## The request:
Write out the listing below line for line, changing nothing.

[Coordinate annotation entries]
┌──

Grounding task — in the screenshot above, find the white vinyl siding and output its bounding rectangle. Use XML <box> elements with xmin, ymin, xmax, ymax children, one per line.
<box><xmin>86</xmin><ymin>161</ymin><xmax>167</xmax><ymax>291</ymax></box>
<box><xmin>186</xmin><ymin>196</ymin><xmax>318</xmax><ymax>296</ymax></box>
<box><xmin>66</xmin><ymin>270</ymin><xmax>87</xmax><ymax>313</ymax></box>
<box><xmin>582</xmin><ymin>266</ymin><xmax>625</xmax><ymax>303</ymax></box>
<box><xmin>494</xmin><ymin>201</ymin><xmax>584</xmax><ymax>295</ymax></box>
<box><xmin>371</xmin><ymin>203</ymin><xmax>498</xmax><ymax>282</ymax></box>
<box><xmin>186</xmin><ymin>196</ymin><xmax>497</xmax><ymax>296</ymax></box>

└──

## Answer to the problem:
Grounding task — in the screenshot above, find the white vinyl siding and output its bounding rectangle. Use XML <box> elements with xmin, ymin, xmax, ymax children, one per line.
<box><xmin>86</xmin><ymin>161</ymin><xmax>167</xmax><ymax>291</ymax></box>
<box><xmin>186</xmin><ymin>196</ymin><xmax>318</xmax><ymax>296</ymax></box>
<box><xmin>66</xmin><ymin>270</ymin><xmax>87</xmax><ymax>313</ymax></box>
<box><xmin>582</xmin><ymin>266</ymin><xmax>625</xmax><ymax>303</ymax></box>
<box><xmin>494</xmin><ymin>201</ymin><xmax>584</xmax><ymax>295</ymax></box>
<box><xmin>371</xmin><ymin>203</ymin><xmax>498</xmax><ymax>282</ymax></box>
<box><xmin>186</xmin><ymin>196</ymin><xmax>497</xmax><ymax>296</ymax></box>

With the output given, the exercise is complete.